Alıntı metin -
================
X-Men ’97, Manhunt ve bu hafta başka ne izlesek?

Yazı: Burcu Teker

Vizyon takviminden ve farklı platformların kataloglarından film, dizi, belgesel ve şov tavsiyelerimizi içeren ne izlesek seçkimizde Marvel’ın nostaljik hamlesi X-Men ’97, ABD’deki ilk başkan suikastının ardından yaşananların gözler önüne seren Manhunt, Sundance’den kurgu ödülüyle dönmüş Frida belgeseli ve çok daha fazlası yer alıyor. İlk kez gösterileceklerle birlikte dijital servislere yakın zamanda eklenmiş, hâlâ izlememiş olabileceğiniz yapımlar da seçkide.

X-Men ’97 (Disney+, 20 Mart)
================
Yönergeler -
• 1. İzleme önerileri metnine göre Frida belgeseli Sundance'den hangi ödülle dönmüş?
• 2. İzleme önerileri metninde "Vizyon takviminden ve" ile başlayıp "(Disney+, 20 Mart)" ile biten bölümü olduğu gibi yinele.

Kayıtlar -
================
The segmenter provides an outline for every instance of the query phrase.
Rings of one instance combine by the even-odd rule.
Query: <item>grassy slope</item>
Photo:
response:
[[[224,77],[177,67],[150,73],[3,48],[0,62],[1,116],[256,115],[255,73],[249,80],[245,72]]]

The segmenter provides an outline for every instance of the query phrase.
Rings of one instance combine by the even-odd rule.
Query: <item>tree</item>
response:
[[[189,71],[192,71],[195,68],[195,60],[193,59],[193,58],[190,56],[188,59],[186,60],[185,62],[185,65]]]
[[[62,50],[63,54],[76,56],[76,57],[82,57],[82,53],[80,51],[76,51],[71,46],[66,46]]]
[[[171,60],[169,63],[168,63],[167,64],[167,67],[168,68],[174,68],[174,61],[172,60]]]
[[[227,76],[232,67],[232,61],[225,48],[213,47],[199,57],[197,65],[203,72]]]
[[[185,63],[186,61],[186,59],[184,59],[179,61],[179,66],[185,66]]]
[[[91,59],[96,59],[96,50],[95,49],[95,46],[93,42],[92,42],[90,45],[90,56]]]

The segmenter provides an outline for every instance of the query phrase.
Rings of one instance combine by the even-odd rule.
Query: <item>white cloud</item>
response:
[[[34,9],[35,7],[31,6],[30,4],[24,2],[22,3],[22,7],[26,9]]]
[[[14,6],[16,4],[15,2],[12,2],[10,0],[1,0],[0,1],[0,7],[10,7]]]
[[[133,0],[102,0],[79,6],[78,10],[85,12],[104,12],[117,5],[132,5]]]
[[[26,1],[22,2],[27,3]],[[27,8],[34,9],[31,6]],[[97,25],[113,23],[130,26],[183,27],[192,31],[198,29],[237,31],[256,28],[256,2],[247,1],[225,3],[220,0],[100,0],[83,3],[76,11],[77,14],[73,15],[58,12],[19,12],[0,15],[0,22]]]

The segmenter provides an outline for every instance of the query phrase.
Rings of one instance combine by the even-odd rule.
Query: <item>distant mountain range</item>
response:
================
Beklenen çıktılar -
• 1. Kurgu ödülüyle.

• 2.
Vizyon takviminden ve farklı platformların kataloglarından film, dizi, belgesel ve şov tavsiyelerimizi içeren ne izlesek seçkimizde Marvel’ın nostaljik hamlesi X-Men ’97, ABD’deki ilk başkan suikastının ardından yaşananların gözler önüne seren Manhunt, Sundance’den kurgu ödülüyle dönmüş Frida belgeseli ve çok daha fazlası yer alıyor. İlk kez gösterileceklerle birlikte dijital servislere yakın zamanda eklenmiş, hâlâ izlememiş olabileceğiniz yapımlar da seçkide.

X-Men ’97 (Disney+, 20 Mart)